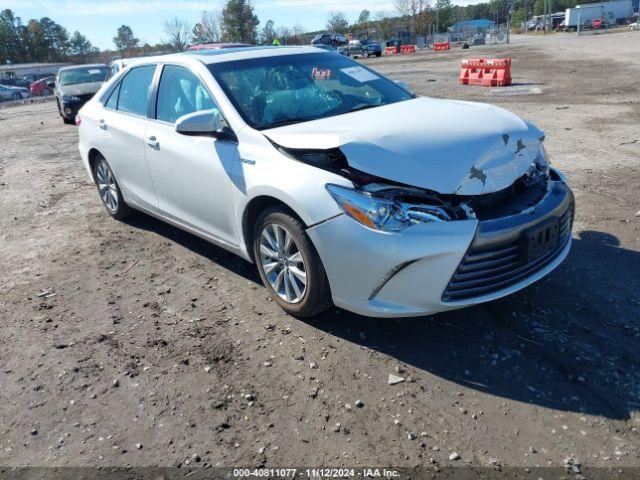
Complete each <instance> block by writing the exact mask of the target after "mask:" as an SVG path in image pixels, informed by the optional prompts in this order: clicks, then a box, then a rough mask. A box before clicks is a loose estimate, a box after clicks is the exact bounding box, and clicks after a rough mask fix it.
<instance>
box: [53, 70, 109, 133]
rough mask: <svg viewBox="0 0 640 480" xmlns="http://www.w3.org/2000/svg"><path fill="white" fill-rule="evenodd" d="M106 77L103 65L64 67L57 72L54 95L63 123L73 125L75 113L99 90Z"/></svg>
mask: <svg viewBox="0 0 640 480" xmlns="http://www.w3.org/2000/svg"><path fill="white" fill-rule="evenodd" d="M106 76H107V66H106V65H104V64H92V65H79V66H74V67H64V68H61V69H60V71H59V72H58V77H57V78H56V84H55V89H54V93H55V96H56V102H57V104H58V112H59V113H60V116H61V117H62V121H63V122H64V123H74V122H75V118H76V113H78V110H80V108H82V106H83V105H84V104H85V103H87V102H88V101H89V100H91V97H93V95H94V94H95V93H96V92H97V91H98V90H100V87H101V86H102V84H103V83H104V79H105V78H106Z"/></svg>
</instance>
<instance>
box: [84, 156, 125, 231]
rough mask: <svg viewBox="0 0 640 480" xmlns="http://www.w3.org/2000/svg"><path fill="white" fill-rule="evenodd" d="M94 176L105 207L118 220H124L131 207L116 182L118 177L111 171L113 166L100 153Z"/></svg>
mask: <svg viewBox="0 0 640 480" xmlns="http://www.w3.org/2000/svg"><path fill="white" fill-rule="evenodd" d="M93 178H95V181H96V186H97V187H98V193H99V194H100V200H102V204H103V205H104V208H106V209H107V212H108V213H109V215H111V216H112V217H113V218H115V219H116V220H124V219H125V218H127V217H128V216H129V215H130V213H131V209H130V208H129V206H128V205H127V204H126V203H125V201H124V198H122V192H121V191H120V187H119V186H118V182H116V177H115V176H114V175H113V172H112V171H111V167H110V166H109V163H108V162H107V160H106V159H105V158H104V157H103V156H102V155H100V154H98V156H97V158H96V161H95V165H94V168H93Z"/></svg>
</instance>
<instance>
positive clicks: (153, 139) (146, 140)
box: [144, 135, 160, 150]
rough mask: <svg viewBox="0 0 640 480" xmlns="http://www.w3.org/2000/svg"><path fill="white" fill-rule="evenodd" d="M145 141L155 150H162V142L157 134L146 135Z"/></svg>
mask: <svg viewBox="0 0 640 480" xmlns="http://www.w3.org/2000/svg"><path fill="white" fill-rule="evenodd" d="M144 141H145V142H146V143H147V145H149V147H151V148H153V149H154V150H160V142H159V141H158V139H157V138H156V137H155V136H153V135H152V136H150V137H145V139H144Z"/></svg>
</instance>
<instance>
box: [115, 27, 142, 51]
mask: <svg viewBox="0 0 640 480" xmlns="http://www.w3.org/2000/svg"><path fill="white" fill-rule="evenodd" d="M113 44H114V45H115V46H116V50H118V51H119V52H120V53H121V54H123V53H124V52H126V51H128V50H132V49H134V48H136V47H137V46H138V45H139V44H140V40H138V39H137V38H136V37H135V36H134V35H133V30H131V27H130V26H129V25H121V26H120V27H119V28H118V32H117V33H116V36H115V37H113Z"/></svg>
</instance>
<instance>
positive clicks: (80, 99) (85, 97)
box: [76, 93, 95, 103]
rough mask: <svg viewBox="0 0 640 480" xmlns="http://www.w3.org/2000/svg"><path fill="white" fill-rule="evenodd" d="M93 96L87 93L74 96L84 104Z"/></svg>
mask: <svg viewBox="0 0 640 480" xmlns="http://www.w3.org/2000/svg"><path fill="white" fill-rule="evenodd" d="M94 95H95V93H87V94H85V95H76V97H78V98H80V100H82V101H83V102H84V103H86V102H88V101H89V100H91V99H92V98H93V96H94Z"/></svg>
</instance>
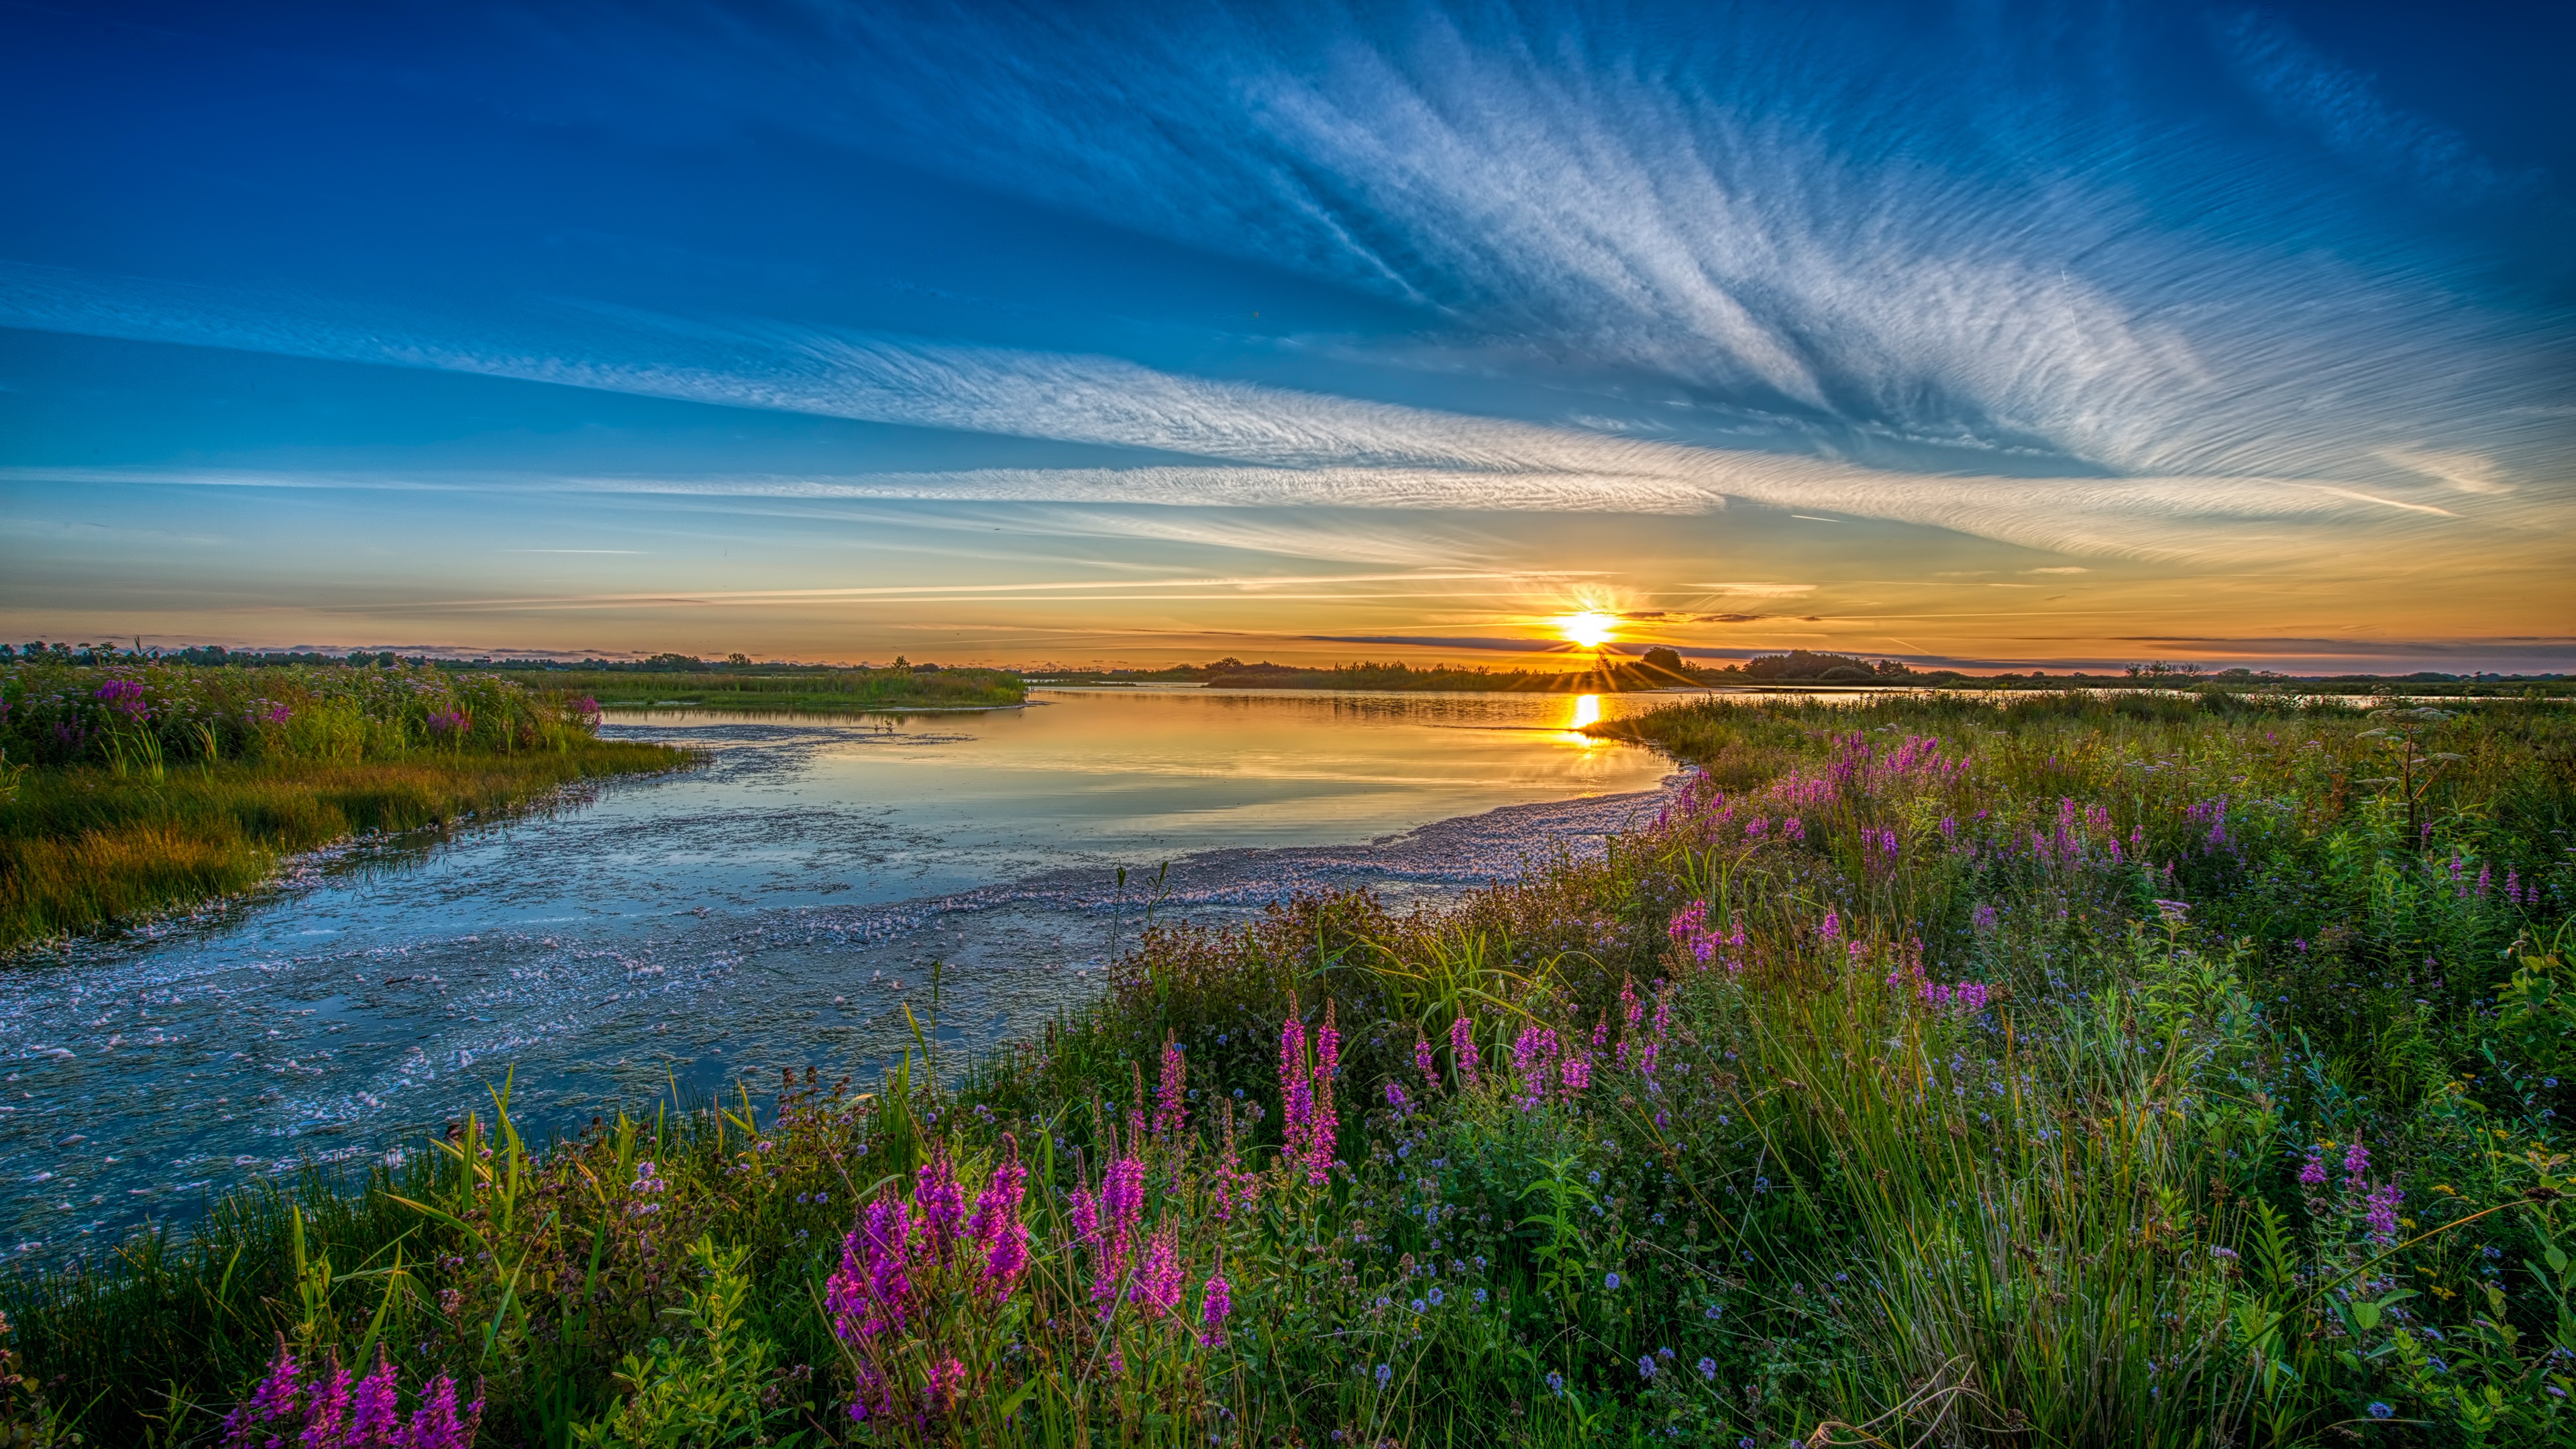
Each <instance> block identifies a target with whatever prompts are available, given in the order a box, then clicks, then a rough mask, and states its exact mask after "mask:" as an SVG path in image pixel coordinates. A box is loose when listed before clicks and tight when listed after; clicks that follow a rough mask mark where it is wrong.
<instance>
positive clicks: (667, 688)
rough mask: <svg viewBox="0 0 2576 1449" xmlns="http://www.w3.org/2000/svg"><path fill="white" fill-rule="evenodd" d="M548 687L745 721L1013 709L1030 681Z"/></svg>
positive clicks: (770, 671) (550, 686)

==================================================

__JOB__. Can you show each line of the records above that contains the word "after", counting only matches in the same case?

__RESULT BELOW__.
Complete each <instance> block by writing the exact mask of the target after "mask:" as an SVG path in image pixels, informed by the optional prompts in this order: clicks, then a box, then a rough mask. A box before clicks is a loose estimate, a box after clicks is the exact bounding box, and clicks after a rough mask fix it.
Each <instance> block identifies a target with whatever prompts are available, given in the order a box, then clicks, then a rough mask, and states its exact mask after "mask:" as an SVG path in image pixel coordinates. A box is loose when listed before clicks and tight when listed after; clicks that follow a rough mask mark where it is wrong.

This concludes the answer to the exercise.